**Task brief:** Every line below between the one holding "Element detection request for the blouse collar." and the one holding "Element detection request for the earring.", inclusive, should be copied exactly, and no other line.

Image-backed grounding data
_ _ _ _ _ _ _
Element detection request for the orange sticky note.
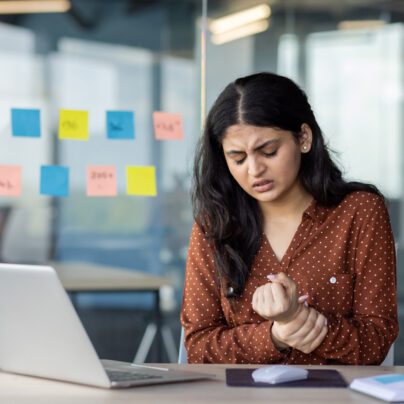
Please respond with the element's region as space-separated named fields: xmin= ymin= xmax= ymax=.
xmin=0 ymin=165 xmax=21 ymax=197
xmin=153 ymin=111 xmax=184 ymax=140
xmin=87 ymin=166 xmax=117 ymax=197
xmin=126 ymin=166 xmax=157 ymax=196
xmin=59 ymin=109 xmax=89 ymax=140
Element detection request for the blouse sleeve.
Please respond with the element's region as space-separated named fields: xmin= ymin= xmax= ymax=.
xmin=313 ymin=196 xmax=399 ymax=364
xmin=180 ymin=223 xmax=288 ymax=364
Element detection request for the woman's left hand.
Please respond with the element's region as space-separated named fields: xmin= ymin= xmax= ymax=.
xmin=252 ymin=272 xmax=303 ymax=323
xmin=271 ymin=304 xmax=328 ymax=353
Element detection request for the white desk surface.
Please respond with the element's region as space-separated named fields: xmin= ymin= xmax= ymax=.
xmin=0 ymin=364 xmax=402 ymax=403
xmin=51 ymin=261 xmax=170 ymax=292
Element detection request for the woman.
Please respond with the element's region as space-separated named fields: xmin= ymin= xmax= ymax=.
xmin=181 ymin=72 xmax=398 ymax=364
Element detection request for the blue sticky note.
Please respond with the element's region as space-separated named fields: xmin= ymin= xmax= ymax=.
xmin=374 ymin=374 xmax=404 ymax=384
xmin=40 ymin=166 xmax=69 ymax=197
xmin=11 ymin=108 xmax=41 ymax=137
xmin=106 ymin=111 xmax=135 ymax=140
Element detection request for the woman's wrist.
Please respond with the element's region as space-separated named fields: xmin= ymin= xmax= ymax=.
xmin=277 ymin=302 xmax=306 ymax=325
xmin=270 ymin=304 xmax=310 ymax=351
xmin=270 ymin=322 xmax=289 ymax=351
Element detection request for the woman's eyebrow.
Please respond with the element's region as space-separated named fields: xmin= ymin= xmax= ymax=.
xmin=225 ymin=139 xmax=279 ymax=155
xmin=225 ymin=149 xmax=245 ymax=156
xmin=253 ymin=139 xmax=280 ymax=151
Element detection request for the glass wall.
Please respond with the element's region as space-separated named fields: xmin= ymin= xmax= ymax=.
xmin=0 ymin=0 xmax=201 ymax=361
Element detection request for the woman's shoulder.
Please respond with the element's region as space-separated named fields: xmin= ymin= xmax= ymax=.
xmin=342 ymin=190 xmax=385 ymax=207
xmin=190 ymin=221 xmax=213 ymax=244
xmin=338 ymin=190 xmax=387 ymax=218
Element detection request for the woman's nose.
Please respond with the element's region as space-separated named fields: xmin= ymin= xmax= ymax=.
xmin=247 ymin=157 xmax=265 ymax=177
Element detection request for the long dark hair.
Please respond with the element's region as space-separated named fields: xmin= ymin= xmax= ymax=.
xmin=192 ymin=72 xmax=381 ymax=299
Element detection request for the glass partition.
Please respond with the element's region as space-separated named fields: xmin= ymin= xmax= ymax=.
xmin=0 ymin=1 xmax=201 ymax=362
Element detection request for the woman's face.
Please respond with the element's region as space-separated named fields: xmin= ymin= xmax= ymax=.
xmin=222 ymin=124 xmax=311 ymax=205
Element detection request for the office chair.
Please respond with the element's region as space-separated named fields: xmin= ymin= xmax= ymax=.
xmin=381 ymin=344 xmax=394 ymax=366
xmin=0 ymin=206 xmax=12 ymax=261
xmin=178 ymin=327 xmax=188 ymax=364
xmin=380 ymin=243 xmax=399 ymax=366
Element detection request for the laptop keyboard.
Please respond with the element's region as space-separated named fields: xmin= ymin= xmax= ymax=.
xmin=106 ymin=369 xmax=163 ymax=382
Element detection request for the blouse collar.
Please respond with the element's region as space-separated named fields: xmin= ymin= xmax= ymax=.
xmin=302 ymin=198 xmax=330 ymax=224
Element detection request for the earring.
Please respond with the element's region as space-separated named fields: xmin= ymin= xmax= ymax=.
xmin=303 ymin=145 xmax=308 ymax=151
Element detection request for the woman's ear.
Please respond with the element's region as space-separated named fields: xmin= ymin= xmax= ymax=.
xmin=299 ymin=123 xmax=313 ymax=153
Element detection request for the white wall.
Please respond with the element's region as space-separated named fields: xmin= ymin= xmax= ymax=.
xmin=306 ymin=24 xmax=404 ymax=199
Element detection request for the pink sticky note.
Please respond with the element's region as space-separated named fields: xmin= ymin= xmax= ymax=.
xmin=153 ymin=111 xmax=184 ymax=140
xmin=87 ymin=166 xmax=117 ymax=197
xmin=0 ymin=165 xmax=21 ymax=197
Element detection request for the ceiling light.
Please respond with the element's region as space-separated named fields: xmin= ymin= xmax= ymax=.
xmin=0 ymin=0 xmax=71 ymax=14
xmin=209 ymin=4 xmax=271 ymax=35
xmin=211 ymin=19 xmax=269 ymax=45
xmin=338 ymin=20 xmax=385 ymax=30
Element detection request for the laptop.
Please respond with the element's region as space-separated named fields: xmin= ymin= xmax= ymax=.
xmin=0 ymin=263 xmax=212 ymax=388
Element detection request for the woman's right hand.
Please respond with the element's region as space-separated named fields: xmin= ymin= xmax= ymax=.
xmin=252 ymin=272 xmax=304 ymax=322
xmin=271 ymin=305 xmax=328 ymax=354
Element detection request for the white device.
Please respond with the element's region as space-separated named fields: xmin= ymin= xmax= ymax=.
xmin=0 ymin=263 xmax=212 ymax=388
xmin=252 ymin=365 xmax=309 ymax=384
xmin=350 ymin=374 xmax=404 ymax=402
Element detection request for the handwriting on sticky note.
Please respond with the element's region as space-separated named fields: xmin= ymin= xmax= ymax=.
xmin=62 ymin=120 xmax=78 ymax=130
xmin=87 ymin=166 xmax=117 ymax=197
xmin=153 ymin=111 xmax=184 ymax=140
xmin=59 ymin=109 xmax=89 ymax=140
xmin=0 ymin=165 xmax=22 ymax=197
xmin=110 ymin=122 xmax=122 ymax=131
xmin=126 ymin=166 xmax=157 ymax=196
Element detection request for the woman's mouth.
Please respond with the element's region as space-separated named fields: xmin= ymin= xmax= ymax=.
xmin=252 ymin=180 xmax=274 ymax=193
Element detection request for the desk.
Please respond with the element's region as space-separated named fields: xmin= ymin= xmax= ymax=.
xmin=52 ymin=262 xmax=172 ymax=362
xmin=0 ymin=364 xmax=402 ymax=403
xmin=53 ymin=262 xmax=170 ymax=292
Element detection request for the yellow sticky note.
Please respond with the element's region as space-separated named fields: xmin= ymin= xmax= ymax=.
xmin=59 ymin=109 xmax=89 ymax=140
xmin=126 ymin=166 xmax=157 ymax=196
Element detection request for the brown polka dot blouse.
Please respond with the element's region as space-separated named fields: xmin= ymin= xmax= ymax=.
xmin=181 ymin=191 xmax=398 ymax=364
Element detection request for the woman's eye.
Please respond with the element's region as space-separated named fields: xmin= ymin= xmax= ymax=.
xmin=263 ymin=150 xmax=277 ymax=158
xmin=235 ymin=158 xmax=245 ymax=165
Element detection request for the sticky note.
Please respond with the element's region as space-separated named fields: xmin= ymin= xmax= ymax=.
xmin=40 ymin=166 xmax=69 ymax=197
xmin=106 ymin=111 xmax=135 ymax=139
xmin=126 ymin=166 xmax=157 ymax=196
xmin=0 ymin=165 xmax=21 ymax=196
xmin=153 ymin=111 xmax=184 ymax=140
xmin=375 ymin=375 xmax=404 ymax=384
xmin=87 ymin=165 xmax=117 ymax=197
xmin=11 ymin=108 xmax=41 ymax=137
xmin=59 ymin=109 xmax=89 ymax=140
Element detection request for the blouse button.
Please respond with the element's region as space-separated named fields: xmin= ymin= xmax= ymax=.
xmin=329 ymin=276 xmax=337 ymax=284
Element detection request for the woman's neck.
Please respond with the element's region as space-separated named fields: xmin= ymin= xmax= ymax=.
xmin=259 ymin=185 xmax=313 ymax=225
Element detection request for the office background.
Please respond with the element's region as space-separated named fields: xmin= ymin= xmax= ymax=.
xmin=0 ymin=0 xmax=402 ymax=364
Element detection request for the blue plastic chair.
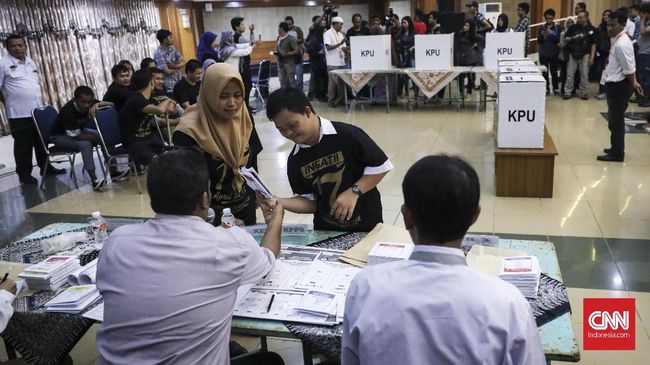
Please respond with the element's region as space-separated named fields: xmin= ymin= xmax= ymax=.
_ _ _ _ _ _ _
**Result:**
Element detection request for the blouse collar.
Please respond with the element's region as space-separated named fields: xmin= ymin= xmax= ymax=.
xmin=302 ymin=198 xmax=330 ymax=224
Element detection request for the earring.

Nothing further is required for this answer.